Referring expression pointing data
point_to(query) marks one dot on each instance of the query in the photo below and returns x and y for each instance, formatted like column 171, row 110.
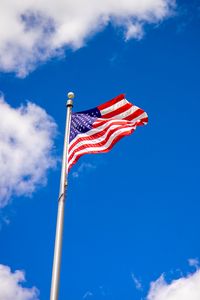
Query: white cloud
column 184, row 288
column 33, row 31
column 11, row 286
column 26, row 143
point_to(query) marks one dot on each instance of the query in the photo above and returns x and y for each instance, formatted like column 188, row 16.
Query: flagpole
column 61, row 204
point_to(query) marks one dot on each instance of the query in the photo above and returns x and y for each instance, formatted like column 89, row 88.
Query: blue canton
column 81, row 122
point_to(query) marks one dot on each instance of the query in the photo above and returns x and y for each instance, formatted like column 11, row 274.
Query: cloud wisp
column 184, row 288
column 11, row 286
column 26, row 149
column 31, row 31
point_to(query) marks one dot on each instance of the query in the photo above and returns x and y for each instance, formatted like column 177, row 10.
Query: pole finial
column 70, row 95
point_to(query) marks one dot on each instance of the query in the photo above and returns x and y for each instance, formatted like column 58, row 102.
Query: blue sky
column 131, row 214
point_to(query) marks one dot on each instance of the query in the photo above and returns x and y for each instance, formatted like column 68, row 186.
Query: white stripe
column 99, row 148
column 125, row 113
column 143, row 115
column 98, row 129
column 96, row 140
column 113, row 107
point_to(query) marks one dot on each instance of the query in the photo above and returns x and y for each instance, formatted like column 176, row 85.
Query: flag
column 97, row 130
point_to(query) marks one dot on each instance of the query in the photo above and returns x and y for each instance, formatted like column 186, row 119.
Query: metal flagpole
column 61, row 204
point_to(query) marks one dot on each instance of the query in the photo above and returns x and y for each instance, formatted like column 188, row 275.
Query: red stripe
column 100, row 133
column 111, row 102
column 102, row 143
column 117, row 111
column 100, row 122
column 135, row 114
column 118, row 137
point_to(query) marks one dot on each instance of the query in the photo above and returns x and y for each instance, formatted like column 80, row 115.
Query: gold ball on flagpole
column 70, row 95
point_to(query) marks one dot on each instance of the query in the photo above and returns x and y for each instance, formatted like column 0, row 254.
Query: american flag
column 97, row 130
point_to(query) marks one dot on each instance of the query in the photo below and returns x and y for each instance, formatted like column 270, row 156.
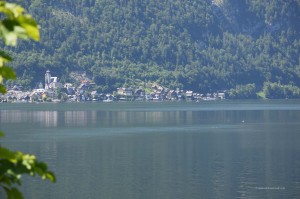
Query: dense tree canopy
column 201, row 45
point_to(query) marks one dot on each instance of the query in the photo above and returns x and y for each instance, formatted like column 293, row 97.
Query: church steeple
column 47, row 79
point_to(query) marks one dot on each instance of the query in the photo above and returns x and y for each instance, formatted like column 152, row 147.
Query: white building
column 51, row 82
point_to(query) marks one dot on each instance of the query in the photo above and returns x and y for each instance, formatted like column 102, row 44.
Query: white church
column 51, row 82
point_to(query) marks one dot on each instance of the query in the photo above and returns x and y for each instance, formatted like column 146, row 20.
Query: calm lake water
column 227, row 149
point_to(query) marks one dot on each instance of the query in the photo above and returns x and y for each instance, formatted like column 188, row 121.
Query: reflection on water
column 142, row 153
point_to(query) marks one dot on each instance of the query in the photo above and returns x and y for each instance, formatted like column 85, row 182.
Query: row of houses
column 82, row 93
column 159, row 93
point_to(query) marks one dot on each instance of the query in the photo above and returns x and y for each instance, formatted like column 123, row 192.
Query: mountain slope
column 202, row 45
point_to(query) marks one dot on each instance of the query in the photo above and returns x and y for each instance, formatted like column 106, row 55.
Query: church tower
column 47, row 79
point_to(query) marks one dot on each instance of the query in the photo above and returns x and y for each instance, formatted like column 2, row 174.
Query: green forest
column 200, row 45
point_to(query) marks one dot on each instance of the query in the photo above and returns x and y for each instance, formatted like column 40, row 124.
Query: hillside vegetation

• **Work to be completed**: Within the entries above, find every line where the string "below" occurs, and copy it.

• **Solved problem**:
point_to(query) marks one dot on each instance of the query in the photo below and returns x and y for each instance, formatted like column 171, row 110.
point_to(query) marks one dot on each instance of the query in the photo below and returns x and y for each instance, formatted like column 270, row 156.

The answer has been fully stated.